┌─ TEXT EXTRACT
Basic 2D Transformations – Projective - a.k.a - Homographic¶


$$ \begin{bmatrix} u \\ v \\ w \end{bmatrix} = \begin{bmatrix} h_1 & h_2 & h_3\\ h_4 & h_5 & h_6 \\ \color{red}{\text{h}}_\color{red}{\text{7}} & \color{red} {\text{h}}_\color{red}{\text{8}} & 1 \end{bmatrix} \begin{bmatrix} x \\ y \\ 1 \end{bmatrix} $$$$x' = u/w$$$$y' = v/w$$

Non-linear!

In [14]:
# Perspective
pts1 = np.float32([[100,77],[320,105],[100,150],[385,170]])
pts2 = np.float32([[0,0],[300,0],[0,100],[300,50]])
h_per = cv2.getPerspectiveTransform(pts1,pts2)
im_perspective = cv2.warpPerspective(im,h_per,(400,300))

plot_images([img[0], im_perspective], [Titles[0], 'Projective'], (1, 2), figsize=(12,12), fontsize=20)
└─
┌─ RAW DATA
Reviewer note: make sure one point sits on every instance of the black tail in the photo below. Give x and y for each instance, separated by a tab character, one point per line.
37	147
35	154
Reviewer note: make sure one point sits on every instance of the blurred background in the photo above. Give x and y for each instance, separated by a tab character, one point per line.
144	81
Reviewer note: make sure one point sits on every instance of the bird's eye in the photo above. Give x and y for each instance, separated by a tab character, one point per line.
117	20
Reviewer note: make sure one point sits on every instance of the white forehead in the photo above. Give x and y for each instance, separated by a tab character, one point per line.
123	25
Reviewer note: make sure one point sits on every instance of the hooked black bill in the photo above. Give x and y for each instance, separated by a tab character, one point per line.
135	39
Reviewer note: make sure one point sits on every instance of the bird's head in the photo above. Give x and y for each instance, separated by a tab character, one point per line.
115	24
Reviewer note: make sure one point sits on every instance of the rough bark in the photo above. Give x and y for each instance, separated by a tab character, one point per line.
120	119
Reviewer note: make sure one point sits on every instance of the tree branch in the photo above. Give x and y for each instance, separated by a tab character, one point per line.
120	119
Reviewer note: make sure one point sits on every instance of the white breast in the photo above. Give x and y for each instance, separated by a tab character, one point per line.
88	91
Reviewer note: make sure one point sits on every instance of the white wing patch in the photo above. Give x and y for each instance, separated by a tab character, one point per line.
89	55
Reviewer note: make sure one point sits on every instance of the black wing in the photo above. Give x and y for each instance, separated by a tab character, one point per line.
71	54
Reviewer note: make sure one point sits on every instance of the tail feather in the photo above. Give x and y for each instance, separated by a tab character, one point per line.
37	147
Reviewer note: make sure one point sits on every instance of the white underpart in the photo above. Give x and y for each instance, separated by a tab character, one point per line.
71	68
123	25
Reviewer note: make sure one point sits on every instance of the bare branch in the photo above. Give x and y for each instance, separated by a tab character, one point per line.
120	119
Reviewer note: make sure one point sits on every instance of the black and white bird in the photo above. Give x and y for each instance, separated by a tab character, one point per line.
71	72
└─
* PROBLEMS TO SOLVE
[1] Answer these questions from the homography excerpt:
(a) How is x' obtained from u, v and w?
(b) What output size is given to cv2.warpPerspective?
(c) Which OpenCV function produces h_per from pts1 and pts2?
[2] Carry on the homography excerpt from the point where it stops.

* EXPECTED RESULTS
[1]
(a) x' = u/w
(b) (400,300)
(c) cv2.getPerspectiveTransform

[2]
When do we get Homography?¶

Homography maps between:

  • points on a plane in the world and their positions in an image
  • points in two different images of the same plane
  • two images of a 3D object where the camera has rotated but not translated

For far away objects:

  • works fine for small viewpoint changes

Computing Parametric Transformations


  • Affine
  • Projective

Computing Affine Transformation¶


  • Assuming we know correspondences, how do we get transformation?
$$ \begin{bmatrix} x_i' \\ y_i' \\ 1 \end{bmatrix}= \begin{bmatrix} h_1 & h_2 & h_3\\ h_4 & h_5 & h_6 \\ 0 & 0 & 1 \end{bmatrix} \begin{bmatrix} x_i \\ y_i \\ 1 \end{bmatrix}$$$$ \begin{bmatrix} \dots \\ x_i' \\ y_i' \\ \dots \end{bmatrix}= \begin{bmatrix} &&\dots\\ x_i & y_i & 1 & 0 & 0 & 0 \\ 0&0&0&x_i&y_i&1 \\ &&\dots \end{bmatrix} \begin{bmatrix} h_1\\h_2\\h_3\\ h_4 \\ h_5 \\ h_6 \\ \end{bmatrix} $$$$b = Ah$$
  • Solve with Least-squares $||Ah-b||^2$ $$h = (A^TA)^{-1}A^Tb$$ In Python:

A_inv = pinv(A)

h = np.linalg.pinv(A)@b

  • How many matches (correspondence pairs) do we need to solve?
  • Once we have solved for the parameters, how do we compute the coordinates of the corresponding point for any pixel $(x_{new},y_{new})$?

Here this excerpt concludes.